■ Requirement A
Please decide whether each statement below agrees with the butterscotch brownie recipe that follows. Answer yes or no for each, quoting the recipe's deciding words exactly.
(i) The brownies bake at 350°F for 30 to 35 minutes.
(ii) The batter calls for one whole egg.
(iii) The glaze is left to cool before it is spread over the brownies.
■ Requirement B
Carry on with the butterscotch brownie recipe below, starting after its final sentence.

Today is National Butterscotch Brownie Day. This recipe is not a traditional butterscotch brownie, which is more of a blondie, having no chocolate to it. But, frankly, I'll take any opportunity to write a recipe that includes both chocolate and butterscotch.
- 1.3oz unsweetened chocolate, chopped
- 1/4 C butter, cubed
- 2/3 C sugar
- 1 egg white
- 1/2 tsp vanilla extract
- 1/3 C all-purpose flour
- 1/3 C 60% cacao bittersweet chocolate baking chips
- 1/2 C butterscotch chips
- 1/3 C 60% cacao bittersweet chocolate baking chips
- 1 Tbsp + 1 tsp butter, cubed
2. In a microwave, melt unsweetened chocolate and butter; stir until smooth. Cool slightly. In a medium bowl, combine sugar and chocolate mixture. Stir in egg white and vanilla. Gradually add flour to chocolate mixture. Stir in chips.
3. Spread into prepared pan. Bake at 350°F for 30-35 minutes or until a toothpick inserted near the center comes out clean. Cool on a wire rack.
4. For glaze, in a microwave, melt chips and butter; stir until smooth. Immediately spread over brownies. Cool before cutting.

■ Given entries
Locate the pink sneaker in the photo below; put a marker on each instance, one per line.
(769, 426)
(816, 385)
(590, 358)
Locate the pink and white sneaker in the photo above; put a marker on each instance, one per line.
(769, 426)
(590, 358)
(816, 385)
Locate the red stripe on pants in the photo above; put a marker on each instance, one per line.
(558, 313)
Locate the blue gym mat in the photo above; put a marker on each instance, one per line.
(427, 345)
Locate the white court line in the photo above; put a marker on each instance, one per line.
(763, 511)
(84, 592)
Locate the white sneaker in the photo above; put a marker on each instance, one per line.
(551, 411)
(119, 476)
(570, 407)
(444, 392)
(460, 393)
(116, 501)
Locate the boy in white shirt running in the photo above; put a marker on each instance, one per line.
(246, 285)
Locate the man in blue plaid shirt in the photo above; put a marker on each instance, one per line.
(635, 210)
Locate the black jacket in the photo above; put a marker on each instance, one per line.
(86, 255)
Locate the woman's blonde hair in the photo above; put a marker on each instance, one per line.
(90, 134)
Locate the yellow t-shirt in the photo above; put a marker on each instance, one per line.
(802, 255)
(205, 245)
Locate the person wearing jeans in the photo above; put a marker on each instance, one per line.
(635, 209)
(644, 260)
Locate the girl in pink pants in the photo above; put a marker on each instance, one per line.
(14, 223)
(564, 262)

...

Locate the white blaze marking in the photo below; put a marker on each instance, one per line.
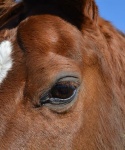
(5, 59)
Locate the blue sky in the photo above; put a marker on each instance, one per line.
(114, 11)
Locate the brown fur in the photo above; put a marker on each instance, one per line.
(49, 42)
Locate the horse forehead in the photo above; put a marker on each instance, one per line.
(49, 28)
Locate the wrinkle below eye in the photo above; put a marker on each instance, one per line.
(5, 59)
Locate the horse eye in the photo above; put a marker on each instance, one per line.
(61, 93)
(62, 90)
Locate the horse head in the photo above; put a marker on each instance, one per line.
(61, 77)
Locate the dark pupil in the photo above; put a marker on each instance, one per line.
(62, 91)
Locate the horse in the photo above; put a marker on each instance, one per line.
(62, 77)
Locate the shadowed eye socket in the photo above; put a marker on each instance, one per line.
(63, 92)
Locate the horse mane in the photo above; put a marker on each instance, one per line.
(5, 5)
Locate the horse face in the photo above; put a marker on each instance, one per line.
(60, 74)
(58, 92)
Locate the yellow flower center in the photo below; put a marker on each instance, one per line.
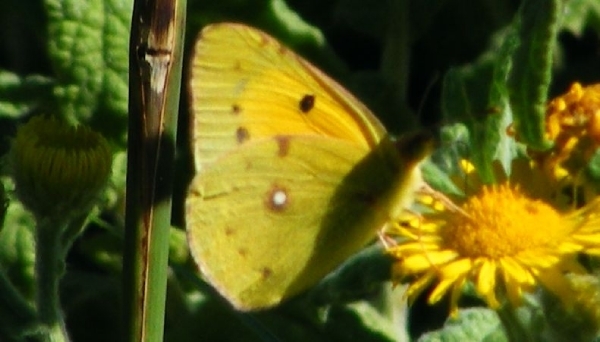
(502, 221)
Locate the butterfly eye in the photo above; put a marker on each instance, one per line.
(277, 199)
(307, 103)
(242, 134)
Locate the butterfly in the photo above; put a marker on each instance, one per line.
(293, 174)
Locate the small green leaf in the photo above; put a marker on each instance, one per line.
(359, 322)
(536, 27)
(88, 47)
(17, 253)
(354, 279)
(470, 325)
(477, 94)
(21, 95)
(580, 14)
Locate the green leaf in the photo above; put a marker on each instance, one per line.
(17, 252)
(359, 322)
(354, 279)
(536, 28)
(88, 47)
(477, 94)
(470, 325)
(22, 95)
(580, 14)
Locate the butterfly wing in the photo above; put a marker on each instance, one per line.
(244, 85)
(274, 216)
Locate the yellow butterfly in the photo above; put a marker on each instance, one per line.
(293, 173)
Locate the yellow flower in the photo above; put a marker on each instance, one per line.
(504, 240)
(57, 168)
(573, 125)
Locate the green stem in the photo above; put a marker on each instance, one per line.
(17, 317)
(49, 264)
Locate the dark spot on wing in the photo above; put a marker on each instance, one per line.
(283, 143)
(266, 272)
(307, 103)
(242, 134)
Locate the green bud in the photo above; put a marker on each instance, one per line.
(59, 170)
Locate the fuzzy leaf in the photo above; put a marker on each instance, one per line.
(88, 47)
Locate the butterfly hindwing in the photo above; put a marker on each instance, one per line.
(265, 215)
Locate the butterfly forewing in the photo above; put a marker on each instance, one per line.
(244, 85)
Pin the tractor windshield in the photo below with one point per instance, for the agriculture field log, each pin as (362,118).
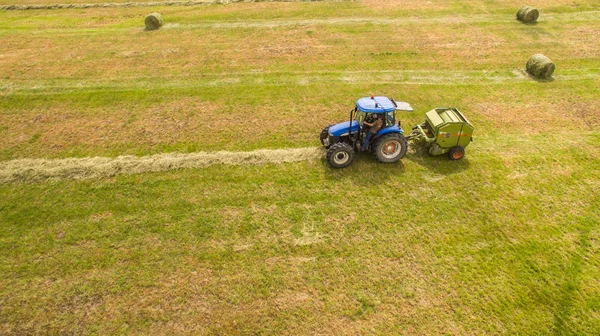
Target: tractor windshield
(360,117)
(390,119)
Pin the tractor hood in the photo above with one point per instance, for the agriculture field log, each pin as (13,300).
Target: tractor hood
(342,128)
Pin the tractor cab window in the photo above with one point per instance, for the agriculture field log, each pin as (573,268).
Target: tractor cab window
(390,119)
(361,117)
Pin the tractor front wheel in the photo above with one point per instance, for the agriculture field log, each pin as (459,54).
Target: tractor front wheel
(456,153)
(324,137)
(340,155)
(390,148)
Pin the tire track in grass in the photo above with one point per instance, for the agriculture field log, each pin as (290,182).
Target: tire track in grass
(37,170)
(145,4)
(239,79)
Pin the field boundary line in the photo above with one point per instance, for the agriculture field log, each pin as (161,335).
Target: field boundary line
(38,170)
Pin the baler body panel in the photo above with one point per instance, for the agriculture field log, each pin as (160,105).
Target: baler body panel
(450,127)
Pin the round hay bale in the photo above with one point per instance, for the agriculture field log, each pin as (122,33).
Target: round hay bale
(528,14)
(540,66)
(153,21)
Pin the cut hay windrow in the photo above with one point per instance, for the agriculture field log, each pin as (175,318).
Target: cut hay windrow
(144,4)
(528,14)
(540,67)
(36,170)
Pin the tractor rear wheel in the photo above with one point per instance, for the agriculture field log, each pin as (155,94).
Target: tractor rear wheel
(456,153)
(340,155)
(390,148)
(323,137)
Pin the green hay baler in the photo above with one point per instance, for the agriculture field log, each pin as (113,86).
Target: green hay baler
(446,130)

■ Response A
(i) Yes: "Bake at 350°F for 30-35 minutes"
(ii) No: "1 egg white"
(iii) No: "Immediately spread over brownies."

■ Response B
Robyn's notes: Rich! This makes two large brownies and would probably make a good base for some vanilla ice cream. The photo above includes the glaze, so I'm also showing the brownies without glaze, as I know some people think it's not a brownie if it's frosted in any way. I used "non-stick foil", which is not regular aluminum foil. It's a more expensive version sold by the Reynolds company that doesn't stick to anything. I didn't test any other methods (greasing pan, regular foil, etc.) so I can't speak to how well they'd work, I can only say that there's a good amount of fat in the recipe and greasing the pan might mean too much. 3 stars instead of 4 because it really is so very rich that we won't be wanting it too often.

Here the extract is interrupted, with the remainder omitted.